L’Eloge de la gentillesse du philosophe Emmanuel Jaffelin (Ed. François Bourdin, 2011) propose une approche philosophique et historique inédite de ce thème. Pour comprendre ce qu’est la gentillesse, son ouvrage propose un voyage à travers l’histoire, du "gentilis" patricien de la noblesse romaine aux "gentilshommes" édulcorés de la renaissance, pendus (à la lanterne) lors de la révolution.

En passant par les auteurs chrétiens qui ont assimilé le "gentil" au "mécréant" plutôt qu’au "méchant" (Cf. Tertullien et Thomas d’Aquin). La différence entre la bonté et la gentillesse semble, historiquement, de même nature que celle qui distingue entre sainteté et honnêteté (Cf. Kant et Nietzsche). 

Pourquoi alors, sur le fond, entre sagesse et sainteté, cette morale portative des petits gestes aux grands effets continue-t-elle d’être méprisée par les intellectuels (y compris théologiens), et dévalorisée par la société marchande ?

[Un bloc de données]
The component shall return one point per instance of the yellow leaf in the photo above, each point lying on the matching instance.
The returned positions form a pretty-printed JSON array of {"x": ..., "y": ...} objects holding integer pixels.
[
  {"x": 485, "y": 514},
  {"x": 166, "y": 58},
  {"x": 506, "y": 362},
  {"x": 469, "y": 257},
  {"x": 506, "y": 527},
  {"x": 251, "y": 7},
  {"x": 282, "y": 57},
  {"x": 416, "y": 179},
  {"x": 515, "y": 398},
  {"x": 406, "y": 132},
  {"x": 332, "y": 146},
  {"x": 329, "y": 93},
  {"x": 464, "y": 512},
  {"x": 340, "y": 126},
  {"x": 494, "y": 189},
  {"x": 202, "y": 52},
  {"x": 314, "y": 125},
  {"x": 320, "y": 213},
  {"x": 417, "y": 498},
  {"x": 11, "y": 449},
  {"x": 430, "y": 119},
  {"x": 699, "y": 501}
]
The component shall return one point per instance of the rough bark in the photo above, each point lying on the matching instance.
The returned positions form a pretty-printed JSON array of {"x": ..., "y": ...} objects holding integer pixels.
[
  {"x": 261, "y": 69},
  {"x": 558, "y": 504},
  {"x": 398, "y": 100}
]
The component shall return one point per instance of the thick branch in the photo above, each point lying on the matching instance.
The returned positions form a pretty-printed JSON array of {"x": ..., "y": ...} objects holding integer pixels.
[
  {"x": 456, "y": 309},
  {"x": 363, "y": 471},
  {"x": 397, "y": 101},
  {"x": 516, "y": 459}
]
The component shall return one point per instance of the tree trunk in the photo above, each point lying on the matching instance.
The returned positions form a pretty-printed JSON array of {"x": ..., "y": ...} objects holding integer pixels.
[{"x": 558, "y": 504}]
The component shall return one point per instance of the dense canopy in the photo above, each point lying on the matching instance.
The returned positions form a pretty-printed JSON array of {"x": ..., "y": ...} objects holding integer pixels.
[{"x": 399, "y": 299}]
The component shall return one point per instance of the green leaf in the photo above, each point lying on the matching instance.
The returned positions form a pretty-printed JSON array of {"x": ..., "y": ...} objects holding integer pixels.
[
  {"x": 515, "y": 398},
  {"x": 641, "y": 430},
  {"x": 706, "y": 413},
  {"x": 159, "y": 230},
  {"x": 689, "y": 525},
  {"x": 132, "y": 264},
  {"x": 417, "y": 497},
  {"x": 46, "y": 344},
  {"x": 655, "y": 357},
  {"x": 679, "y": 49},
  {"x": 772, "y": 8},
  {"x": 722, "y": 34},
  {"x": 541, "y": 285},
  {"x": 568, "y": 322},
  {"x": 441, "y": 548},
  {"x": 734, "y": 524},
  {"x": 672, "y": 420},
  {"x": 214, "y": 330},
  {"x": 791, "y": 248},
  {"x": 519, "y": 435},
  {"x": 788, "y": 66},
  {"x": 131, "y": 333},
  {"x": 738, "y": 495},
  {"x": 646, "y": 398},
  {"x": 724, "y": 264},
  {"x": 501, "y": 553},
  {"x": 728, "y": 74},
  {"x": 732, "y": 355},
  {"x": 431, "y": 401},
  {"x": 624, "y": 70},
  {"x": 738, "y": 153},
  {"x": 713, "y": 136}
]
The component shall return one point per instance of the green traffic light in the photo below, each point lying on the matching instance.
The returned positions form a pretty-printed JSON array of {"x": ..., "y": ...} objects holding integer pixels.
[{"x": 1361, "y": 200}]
---
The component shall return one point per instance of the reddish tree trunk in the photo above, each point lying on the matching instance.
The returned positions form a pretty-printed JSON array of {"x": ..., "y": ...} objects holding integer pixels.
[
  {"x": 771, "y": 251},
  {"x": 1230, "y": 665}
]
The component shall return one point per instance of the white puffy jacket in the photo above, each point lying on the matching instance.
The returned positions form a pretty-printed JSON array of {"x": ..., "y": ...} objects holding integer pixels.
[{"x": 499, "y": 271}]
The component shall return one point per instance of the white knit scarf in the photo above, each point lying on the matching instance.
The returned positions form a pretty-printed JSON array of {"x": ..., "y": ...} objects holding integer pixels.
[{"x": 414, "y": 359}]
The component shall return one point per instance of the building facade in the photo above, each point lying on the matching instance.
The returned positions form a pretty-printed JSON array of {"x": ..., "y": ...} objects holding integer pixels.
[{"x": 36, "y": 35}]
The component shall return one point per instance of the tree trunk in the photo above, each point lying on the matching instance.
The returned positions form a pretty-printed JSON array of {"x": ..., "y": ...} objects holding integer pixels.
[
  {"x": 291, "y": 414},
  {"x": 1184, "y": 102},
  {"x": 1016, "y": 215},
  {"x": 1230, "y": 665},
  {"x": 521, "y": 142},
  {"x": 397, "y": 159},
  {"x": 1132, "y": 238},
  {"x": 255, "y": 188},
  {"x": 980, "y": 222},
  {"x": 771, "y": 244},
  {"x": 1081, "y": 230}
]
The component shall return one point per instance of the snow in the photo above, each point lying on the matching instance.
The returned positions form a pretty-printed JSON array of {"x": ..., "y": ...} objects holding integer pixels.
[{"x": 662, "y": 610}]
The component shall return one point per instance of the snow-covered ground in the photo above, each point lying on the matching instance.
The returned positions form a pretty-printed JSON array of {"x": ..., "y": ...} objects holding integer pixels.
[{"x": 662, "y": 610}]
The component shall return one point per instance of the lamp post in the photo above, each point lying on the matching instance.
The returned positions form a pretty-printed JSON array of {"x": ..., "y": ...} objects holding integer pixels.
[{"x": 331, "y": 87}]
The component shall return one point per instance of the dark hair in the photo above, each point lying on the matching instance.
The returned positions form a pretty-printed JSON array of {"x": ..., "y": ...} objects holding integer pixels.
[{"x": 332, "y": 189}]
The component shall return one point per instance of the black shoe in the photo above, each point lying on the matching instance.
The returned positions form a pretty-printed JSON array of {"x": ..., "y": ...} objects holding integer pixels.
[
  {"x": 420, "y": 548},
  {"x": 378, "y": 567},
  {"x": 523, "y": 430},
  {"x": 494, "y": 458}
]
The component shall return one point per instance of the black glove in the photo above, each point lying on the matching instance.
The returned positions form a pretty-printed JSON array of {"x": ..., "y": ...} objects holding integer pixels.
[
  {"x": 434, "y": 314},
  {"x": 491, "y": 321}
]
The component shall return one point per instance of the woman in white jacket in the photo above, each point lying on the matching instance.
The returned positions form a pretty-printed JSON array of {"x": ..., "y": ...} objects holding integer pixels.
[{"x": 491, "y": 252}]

#### [Consignes]
1 > Recopiez le passage sur l'Éloge de la gentillesse en commençant par « En passant par » et en allant jusqu'à « Kant et Nietzsche). », et substituez « bienveillance » à « bonté ».
2 > Selon le passage sur l'Éloge de la gentillesse, quels auteurs chrétiens ont assimilé le « gentil » au « mécréant » plutôt qu'au « méchant » ?
3 > Poursuivez le passage sur l'Éloge de la gentillesse après la question qui le termine.

#### [Réponses]
1 >
En passant par les auteurs chrétiens qui ont assimilé le "gentil" au "mécréant" plutôt qu’au "méchant" (Cf. Tertullien et Thomas d’Aquin). La différence entre la bienveillance et la gentillesse semble, historiquement, de même nature que celle qui distingue entre sainteté et honnêteté (Cf. Kant et Nietzsche).

2 > Tertullien et Thomas d'Aquin.

3 >
A l’origine, Emmanuel Jaffelin, agrégé de philosophie enseignant au lycée Lakanal de Sceaux, a eu l’idée de cette étude, de ce pari philosophique, morale et pratique, hors de France. Après plusieurs années passées au Brésil en tant qu’attaché culturel de l’ambassade de France dans la capitale. Emerveillé par la convivialité et comblé par l’art de vivre des habitants de Brasilia et du pays-continent, il a constaté de retour en France l’absence de thèses académiques sur le thème de la convivialité, ce qui l’a conduit au sujet connexe de la gentillesse, également absent des grandes études historiques et systématiques malgré son potentiel tant oecuménique que républicain (Cf. Libération.fr. et  savoirchanger.org) (1). 

Notre philosophe français a ainsi livré à notre méditation et à notre réflexion une étude sur les fondements de notre rapport à l’autre – donc aussi sur la méchanceté -, non pas en termes de prévenance ou de sollicitude morale, mais de cordialité et de gentillesse, comme vertus sensuelles et caressantes. Comme un état d’esprit concrétisant ce qui pourrait être une forme laïque de l’amour au sens religieux – préfigurant l’avènement d’un nouveau gentilhomme. La désacralisation de la gentillesse en vertu laïque, n’excluant pas d’en faire une introduction à la vie spirituelle.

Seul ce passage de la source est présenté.